** Set task **
Write out the lines below word for word, omitting the pictures.

** Provided records **
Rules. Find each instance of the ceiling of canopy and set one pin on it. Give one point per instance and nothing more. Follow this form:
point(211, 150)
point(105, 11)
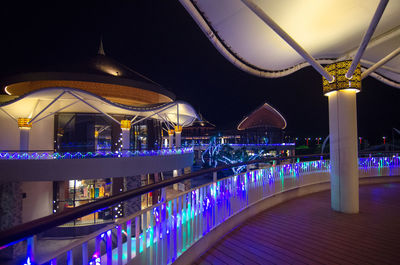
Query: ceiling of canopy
point(329, 30)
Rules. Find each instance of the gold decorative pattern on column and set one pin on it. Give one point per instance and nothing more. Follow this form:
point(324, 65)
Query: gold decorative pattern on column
point(23, 123)
point(125, 124)
point(338, 71)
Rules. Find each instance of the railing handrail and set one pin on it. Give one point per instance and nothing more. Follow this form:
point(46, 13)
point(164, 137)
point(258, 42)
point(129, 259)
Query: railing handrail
point(51, 154)
point(22, 231)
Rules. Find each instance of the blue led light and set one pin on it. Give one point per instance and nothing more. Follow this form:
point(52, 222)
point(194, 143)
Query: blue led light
point(97, 154)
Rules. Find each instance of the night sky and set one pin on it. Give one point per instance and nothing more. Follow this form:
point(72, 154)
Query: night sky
point(159, 39)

** Solution to this exercise **
Rules. Find each instance of the ceiling of canopy and set one pin on it. Give one point per instance and nothing more. Follow this form:
point(211, 150)
point(105, 11)
Query: ceiling of canopy
point(329, 30)
Rules. Find each instance of the gold decorative pattern on column and set one pin on it. Give one point per instance and nothing more. Follow this form:
point(324, 65)
Query: gold decorative pattern on column
point(23, 123)
point(125, 124)
point(338, 71)
Rules. Find each instance of the railing handrail and set one pin on it. Give one point per instance and nothing more. Follow this form:
point(46, 13)
point(164, 137)
point(258, 42)
point(129, 259)
Query: railing handrail
point(51, 154)
point(22, 231)
Rules. Find each instance of the blue led light and set one pin on it. Give one point per instance and nothing more. Follow this form:
point(52, 222)
point(194, 143)
Query: blue led light
point(97, 154)
Rules. Find each instance of the night sky and set one pin on it. Give one point per instance and nothing more. Follow this form:
point(72, 154)
Query: night sky
point(159, 39)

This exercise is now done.